Stored items

• • • •

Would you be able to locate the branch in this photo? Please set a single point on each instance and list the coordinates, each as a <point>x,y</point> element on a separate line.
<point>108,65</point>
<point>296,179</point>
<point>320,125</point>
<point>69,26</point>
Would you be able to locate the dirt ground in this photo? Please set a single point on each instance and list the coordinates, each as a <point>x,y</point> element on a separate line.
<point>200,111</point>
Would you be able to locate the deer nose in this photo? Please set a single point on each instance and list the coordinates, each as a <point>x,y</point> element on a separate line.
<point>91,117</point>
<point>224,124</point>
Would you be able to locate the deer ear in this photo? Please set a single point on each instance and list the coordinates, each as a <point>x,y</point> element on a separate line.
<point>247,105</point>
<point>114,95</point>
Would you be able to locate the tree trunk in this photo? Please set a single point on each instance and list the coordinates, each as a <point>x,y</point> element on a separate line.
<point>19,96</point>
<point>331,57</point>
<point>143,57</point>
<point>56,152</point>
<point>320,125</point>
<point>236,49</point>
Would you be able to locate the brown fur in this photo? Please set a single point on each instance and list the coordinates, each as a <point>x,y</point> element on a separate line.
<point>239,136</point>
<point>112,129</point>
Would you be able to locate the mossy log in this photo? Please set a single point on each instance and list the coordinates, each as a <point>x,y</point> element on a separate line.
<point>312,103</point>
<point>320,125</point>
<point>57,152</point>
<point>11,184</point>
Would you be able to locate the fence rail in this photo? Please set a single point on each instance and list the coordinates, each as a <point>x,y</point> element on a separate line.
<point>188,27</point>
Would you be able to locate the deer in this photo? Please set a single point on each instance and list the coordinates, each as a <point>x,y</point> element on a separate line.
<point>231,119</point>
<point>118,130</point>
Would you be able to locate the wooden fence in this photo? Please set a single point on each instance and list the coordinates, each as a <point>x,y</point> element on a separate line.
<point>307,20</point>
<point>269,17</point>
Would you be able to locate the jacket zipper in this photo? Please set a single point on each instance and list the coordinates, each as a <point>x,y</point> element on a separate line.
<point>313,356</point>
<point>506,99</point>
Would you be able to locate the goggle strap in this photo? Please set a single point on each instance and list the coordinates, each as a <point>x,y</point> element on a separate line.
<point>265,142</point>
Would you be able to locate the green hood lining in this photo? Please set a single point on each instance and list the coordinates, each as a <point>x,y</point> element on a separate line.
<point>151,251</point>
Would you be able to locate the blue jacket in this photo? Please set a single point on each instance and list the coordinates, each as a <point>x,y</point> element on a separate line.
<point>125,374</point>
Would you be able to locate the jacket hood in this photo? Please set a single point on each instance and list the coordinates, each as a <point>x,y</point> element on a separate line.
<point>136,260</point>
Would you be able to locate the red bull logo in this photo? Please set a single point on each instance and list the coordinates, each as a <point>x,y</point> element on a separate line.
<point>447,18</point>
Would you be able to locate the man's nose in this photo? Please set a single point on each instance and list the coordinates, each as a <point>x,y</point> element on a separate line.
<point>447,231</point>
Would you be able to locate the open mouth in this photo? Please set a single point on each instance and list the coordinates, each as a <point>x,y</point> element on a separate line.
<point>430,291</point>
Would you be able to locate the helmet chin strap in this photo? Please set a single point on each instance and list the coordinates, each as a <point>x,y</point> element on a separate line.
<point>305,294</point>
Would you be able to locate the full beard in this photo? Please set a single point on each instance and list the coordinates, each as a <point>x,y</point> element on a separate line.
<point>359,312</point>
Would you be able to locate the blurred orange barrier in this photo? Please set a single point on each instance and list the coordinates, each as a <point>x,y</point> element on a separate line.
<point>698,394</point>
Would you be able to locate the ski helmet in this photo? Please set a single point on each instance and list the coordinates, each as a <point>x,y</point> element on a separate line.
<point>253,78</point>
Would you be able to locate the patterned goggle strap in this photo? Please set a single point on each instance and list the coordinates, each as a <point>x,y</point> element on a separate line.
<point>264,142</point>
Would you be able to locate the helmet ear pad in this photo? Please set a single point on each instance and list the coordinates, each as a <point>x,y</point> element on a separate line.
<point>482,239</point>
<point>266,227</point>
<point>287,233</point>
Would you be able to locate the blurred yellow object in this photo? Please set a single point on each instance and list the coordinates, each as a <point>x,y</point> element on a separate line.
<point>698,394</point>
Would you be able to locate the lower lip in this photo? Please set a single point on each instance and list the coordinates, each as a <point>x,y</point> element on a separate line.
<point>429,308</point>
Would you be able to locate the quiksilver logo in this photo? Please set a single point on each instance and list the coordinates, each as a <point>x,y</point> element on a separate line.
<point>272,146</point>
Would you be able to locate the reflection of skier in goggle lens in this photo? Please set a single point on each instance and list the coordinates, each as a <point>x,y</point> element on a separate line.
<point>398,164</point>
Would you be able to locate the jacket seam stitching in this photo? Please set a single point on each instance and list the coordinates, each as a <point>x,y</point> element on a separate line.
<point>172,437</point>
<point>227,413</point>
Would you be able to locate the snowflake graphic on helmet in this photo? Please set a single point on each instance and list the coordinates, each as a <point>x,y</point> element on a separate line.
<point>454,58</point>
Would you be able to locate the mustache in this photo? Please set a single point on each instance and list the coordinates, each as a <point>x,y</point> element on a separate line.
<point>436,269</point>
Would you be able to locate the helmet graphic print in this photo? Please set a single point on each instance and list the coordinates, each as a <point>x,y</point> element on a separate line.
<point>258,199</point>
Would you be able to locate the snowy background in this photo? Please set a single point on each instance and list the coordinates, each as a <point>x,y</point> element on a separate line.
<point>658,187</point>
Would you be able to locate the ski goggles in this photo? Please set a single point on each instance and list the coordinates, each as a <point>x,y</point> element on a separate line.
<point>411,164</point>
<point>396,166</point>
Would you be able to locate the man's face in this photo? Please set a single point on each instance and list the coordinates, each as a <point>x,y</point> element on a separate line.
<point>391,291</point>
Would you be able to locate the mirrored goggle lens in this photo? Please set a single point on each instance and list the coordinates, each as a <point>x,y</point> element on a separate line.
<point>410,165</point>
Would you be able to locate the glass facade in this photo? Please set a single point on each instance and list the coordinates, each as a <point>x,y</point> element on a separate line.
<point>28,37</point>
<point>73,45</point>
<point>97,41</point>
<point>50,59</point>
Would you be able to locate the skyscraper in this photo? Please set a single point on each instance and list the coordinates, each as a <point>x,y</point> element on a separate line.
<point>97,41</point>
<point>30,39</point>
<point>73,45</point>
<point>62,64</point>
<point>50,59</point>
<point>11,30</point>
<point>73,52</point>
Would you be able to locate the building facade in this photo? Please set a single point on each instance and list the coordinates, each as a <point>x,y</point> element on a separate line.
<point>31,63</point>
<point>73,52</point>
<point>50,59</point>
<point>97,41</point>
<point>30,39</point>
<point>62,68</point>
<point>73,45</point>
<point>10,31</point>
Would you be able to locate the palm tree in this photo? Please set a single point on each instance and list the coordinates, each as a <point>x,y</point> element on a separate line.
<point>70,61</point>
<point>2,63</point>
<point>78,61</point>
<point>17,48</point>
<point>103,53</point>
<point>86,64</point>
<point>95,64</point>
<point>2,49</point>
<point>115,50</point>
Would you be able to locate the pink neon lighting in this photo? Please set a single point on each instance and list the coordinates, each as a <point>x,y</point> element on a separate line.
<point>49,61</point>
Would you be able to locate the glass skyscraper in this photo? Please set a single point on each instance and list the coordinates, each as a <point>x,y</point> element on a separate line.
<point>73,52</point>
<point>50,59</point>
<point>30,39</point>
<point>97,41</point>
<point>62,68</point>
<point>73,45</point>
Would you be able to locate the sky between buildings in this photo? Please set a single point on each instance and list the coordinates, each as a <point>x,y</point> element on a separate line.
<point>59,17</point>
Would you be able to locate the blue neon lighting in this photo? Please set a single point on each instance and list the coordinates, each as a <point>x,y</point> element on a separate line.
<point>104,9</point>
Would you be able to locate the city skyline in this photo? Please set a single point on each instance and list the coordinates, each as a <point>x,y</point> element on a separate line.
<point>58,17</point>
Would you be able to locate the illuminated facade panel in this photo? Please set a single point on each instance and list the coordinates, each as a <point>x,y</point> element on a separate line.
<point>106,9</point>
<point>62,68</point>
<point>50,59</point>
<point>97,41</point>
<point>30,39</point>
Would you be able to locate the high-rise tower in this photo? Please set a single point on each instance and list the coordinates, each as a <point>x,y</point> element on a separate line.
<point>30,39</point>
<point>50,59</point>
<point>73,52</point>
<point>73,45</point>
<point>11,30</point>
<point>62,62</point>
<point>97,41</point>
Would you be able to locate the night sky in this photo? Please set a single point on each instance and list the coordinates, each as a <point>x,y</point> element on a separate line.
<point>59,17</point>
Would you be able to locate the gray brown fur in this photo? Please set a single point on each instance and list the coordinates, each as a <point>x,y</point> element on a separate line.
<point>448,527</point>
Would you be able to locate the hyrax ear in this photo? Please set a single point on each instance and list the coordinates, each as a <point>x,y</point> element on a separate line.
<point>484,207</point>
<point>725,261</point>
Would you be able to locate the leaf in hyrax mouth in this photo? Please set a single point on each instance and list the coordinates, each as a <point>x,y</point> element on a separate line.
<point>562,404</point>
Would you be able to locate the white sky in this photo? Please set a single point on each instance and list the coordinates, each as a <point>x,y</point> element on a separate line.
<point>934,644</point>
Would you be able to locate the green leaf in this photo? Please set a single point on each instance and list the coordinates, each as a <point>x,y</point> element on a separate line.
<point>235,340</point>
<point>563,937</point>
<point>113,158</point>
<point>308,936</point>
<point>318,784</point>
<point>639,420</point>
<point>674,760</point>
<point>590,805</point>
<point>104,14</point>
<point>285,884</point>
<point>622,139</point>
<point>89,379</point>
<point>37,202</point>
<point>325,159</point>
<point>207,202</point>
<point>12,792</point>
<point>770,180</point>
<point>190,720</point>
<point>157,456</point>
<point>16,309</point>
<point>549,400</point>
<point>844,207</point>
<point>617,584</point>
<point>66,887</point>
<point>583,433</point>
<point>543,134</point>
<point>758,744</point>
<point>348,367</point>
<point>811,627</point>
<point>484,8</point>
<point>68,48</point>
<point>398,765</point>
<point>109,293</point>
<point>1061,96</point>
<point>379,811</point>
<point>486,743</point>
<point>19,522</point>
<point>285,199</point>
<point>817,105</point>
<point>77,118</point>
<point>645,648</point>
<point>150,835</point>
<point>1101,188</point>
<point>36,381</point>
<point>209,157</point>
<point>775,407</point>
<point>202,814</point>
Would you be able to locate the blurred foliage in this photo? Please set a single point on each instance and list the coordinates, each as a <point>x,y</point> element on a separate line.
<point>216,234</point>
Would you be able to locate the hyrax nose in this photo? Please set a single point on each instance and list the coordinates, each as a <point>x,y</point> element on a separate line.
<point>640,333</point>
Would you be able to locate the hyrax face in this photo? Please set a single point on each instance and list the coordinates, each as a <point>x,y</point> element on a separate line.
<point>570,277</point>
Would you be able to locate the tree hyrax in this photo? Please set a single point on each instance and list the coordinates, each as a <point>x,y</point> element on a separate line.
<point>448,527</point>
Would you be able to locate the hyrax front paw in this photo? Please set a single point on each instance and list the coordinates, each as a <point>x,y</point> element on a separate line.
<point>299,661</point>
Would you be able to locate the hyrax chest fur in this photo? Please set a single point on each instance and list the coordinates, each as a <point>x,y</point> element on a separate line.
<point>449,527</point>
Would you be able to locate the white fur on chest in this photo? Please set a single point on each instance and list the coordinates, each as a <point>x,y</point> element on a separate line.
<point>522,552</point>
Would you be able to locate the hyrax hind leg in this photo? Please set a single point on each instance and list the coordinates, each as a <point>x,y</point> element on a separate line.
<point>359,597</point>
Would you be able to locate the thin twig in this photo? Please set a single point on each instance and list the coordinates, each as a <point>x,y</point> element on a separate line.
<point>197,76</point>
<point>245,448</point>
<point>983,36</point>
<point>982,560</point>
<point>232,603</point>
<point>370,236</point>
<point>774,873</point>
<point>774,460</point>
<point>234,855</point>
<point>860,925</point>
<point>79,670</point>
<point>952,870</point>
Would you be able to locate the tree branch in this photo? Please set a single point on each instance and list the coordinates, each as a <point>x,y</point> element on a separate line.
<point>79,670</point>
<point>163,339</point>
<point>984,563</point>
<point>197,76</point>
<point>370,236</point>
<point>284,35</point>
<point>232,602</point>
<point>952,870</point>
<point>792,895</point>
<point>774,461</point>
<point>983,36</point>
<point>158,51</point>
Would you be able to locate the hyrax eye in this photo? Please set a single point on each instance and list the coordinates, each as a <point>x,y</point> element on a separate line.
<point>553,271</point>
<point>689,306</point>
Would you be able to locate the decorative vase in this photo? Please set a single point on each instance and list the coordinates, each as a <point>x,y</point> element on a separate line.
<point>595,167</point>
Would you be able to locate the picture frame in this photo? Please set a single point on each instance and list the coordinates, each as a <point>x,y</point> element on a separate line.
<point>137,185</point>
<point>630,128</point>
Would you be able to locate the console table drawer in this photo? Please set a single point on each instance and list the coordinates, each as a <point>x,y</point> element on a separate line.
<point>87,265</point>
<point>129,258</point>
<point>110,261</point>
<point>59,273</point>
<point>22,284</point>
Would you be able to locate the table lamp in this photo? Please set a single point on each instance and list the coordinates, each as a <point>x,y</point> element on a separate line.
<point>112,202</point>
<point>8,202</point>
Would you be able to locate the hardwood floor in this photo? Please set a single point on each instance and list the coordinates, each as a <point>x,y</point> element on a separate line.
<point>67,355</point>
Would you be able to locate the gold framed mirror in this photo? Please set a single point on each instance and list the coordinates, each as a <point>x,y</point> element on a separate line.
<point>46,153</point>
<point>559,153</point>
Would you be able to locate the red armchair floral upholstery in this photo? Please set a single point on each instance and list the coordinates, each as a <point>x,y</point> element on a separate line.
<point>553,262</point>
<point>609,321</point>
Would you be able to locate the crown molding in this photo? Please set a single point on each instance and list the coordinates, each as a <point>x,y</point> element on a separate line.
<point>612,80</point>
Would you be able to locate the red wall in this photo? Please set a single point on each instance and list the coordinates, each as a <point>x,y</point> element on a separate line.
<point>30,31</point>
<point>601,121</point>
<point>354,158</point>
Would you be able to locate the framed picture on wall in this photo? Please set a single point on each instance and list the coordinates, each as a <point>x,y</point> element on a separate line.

• • • •

> [The task]:
Retype exactly, please, only the lines of the entries that run from the one containing "Would you be able to locate the crown" to the last.

> [Answer section]:
Would you be able to locate the crown molding in this photo? Please set a single point on each instance and list the coordinates, each as a <point>x,y</point> element on a separate line.
<point>612,80</point>
Would you be able to locate the red wall in this photo? Please set a single point on each instance and list the coordinates, each as a <point>x,y</point> element on a separate line.
<point>30,31</point>
<point>601,121</point>
<point>354,158</point>
Would you be able to locate the framed picture on wall in this photo? Please set a single point on each instance and list the coordinates, each as a <point>x,y</point> element on a separate line.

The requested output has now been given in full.